[Region pointing data]
....................

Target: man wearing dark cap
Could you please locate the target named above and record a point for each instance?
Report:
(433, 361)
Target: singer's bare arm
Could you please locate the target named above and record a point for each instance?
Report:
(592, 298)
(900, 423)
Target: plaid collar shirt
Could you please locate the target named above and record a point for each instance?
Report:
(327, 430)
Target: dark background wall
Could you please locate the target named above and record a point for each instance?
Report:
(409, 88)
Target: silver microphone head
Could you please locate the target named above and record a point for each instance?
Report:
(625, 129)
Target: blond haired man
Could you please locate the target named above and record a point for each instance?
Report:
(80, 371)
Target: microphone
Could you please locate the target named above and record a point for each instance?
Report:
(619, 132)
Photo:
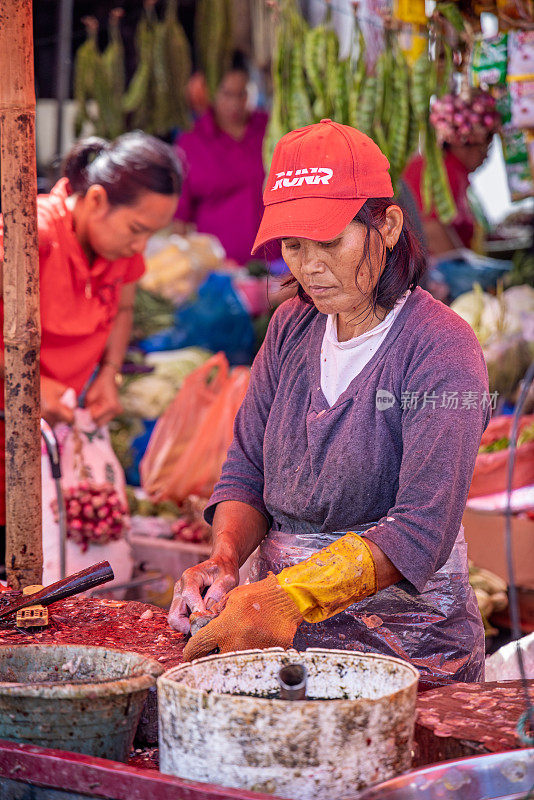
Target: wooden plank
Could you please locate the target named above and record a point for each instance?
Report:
(100, 778)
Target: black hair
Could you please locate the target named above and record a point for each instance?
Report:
(405, 263)
(131, 165)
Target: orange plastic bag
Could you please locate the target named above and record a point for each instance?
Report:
(188, 446)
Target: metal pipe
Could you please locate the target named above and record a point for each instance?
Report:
(49, 438)
(63, 70)
(292, 680)
(22, 324)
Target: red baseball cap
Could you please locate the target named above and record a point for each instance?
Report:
(320, 177)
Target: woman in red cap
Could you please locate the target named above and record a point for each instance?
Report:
(93, 228)
(354, 448)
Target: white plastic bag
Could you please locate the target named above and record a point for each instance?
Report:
(103, 466)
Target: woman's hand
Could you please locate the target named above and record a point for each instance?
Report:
(102, 397)
(220, 574)
(52, 409)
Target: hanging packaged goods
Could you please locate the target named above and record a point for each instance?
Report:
(414, 92)
(386, 97)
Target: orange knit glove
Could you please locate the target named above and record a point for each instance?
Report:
(257, 615)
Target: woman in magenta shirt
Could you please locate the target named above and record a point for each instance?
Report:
(222, 192)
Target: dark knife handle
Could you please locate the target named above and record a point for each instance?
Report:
(67, 587)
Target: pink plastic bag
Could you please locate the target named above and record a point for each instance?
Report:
(188, 446)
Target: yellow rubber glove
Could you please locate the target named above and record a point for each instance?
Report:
(332, 579)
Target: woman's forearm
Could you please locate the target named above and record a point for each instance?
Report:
(238, 529)
(119, 338)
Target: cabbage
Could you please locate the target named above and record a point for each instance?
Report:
(490, 316)
(148, 396)
(483, 312)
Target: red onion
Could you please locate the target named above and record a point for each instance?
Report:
(95, 513)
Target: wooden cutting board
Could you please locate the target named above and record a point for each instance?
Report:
(115, 624)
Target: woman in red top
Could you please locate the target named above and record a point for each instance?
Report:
(93, 228)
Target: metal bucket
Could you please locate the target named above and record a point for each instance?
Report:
(496, 776)
(72, 697)
(220, 722)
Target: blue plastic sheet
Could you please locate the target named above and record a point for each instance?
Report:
(216, 320)
(465, 268)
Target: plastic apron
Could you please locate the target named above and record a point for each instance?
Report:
(439, 630)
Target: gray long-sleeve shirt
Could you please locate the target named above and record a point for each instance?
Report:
(398, 446)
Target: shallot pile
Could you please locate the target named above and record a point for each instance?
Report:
(95, 514)
(460, 120)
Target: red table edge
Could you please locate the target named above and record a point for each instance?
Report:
(99, 777)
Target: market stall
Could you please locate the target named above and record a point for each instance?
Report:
(235, 718)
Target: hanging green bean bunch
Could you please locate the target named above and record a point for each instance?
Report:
(214, 39)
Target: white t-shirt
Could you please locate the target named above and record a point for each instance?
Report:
(342, 361)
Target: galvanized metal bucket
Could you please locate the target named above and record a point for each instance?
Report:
(72, 697)
(220, 722)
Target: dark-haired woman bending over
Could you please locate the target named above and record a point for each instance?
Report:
(93, 228)
(354, 448)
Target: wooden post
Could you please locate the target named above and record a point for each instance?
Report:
(22, 329)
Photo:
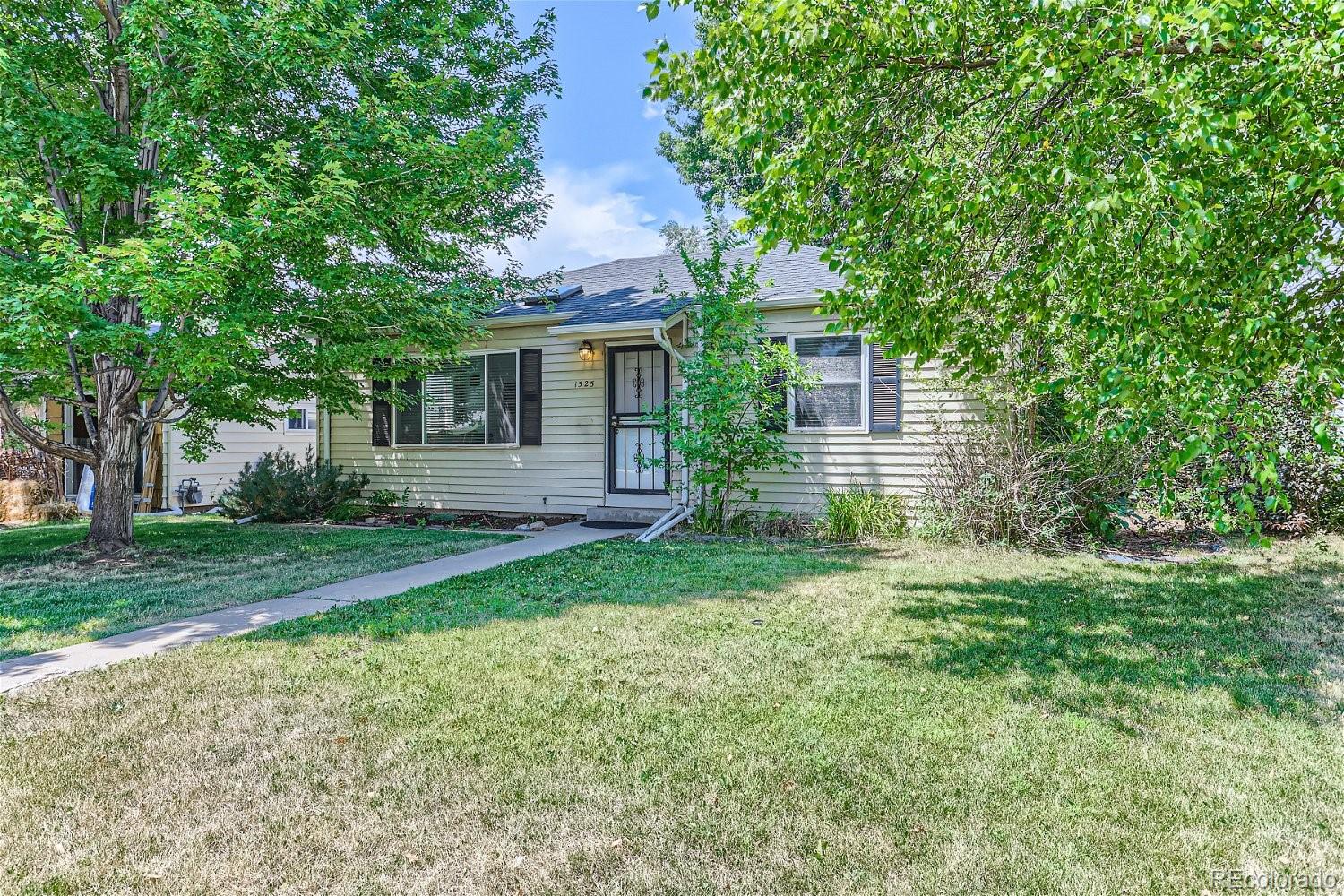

....................

**Aim of the exercise**
Extract the first line above and each line after it up to and including the one with "Target: silver microphone head", please, exactly and with nothing else.

**Your response**
Target: man wearing dark cap
Could you please locate the target named above and record a point for each instance?
Report:
(433, 361)
Target: singer's bare arm
Could you please locate the target named above and record a point for each instance?
Report:
(592, 298)
(900, 423)
Target: plaid collar shirt
Could you please locate the target named above and record a point for each instance?
Report:
(327, 430)
Target: dark background wall
Could you please locate the target named above and record a point for each instance?
Report:
(409, 88)
Target: silver microphone head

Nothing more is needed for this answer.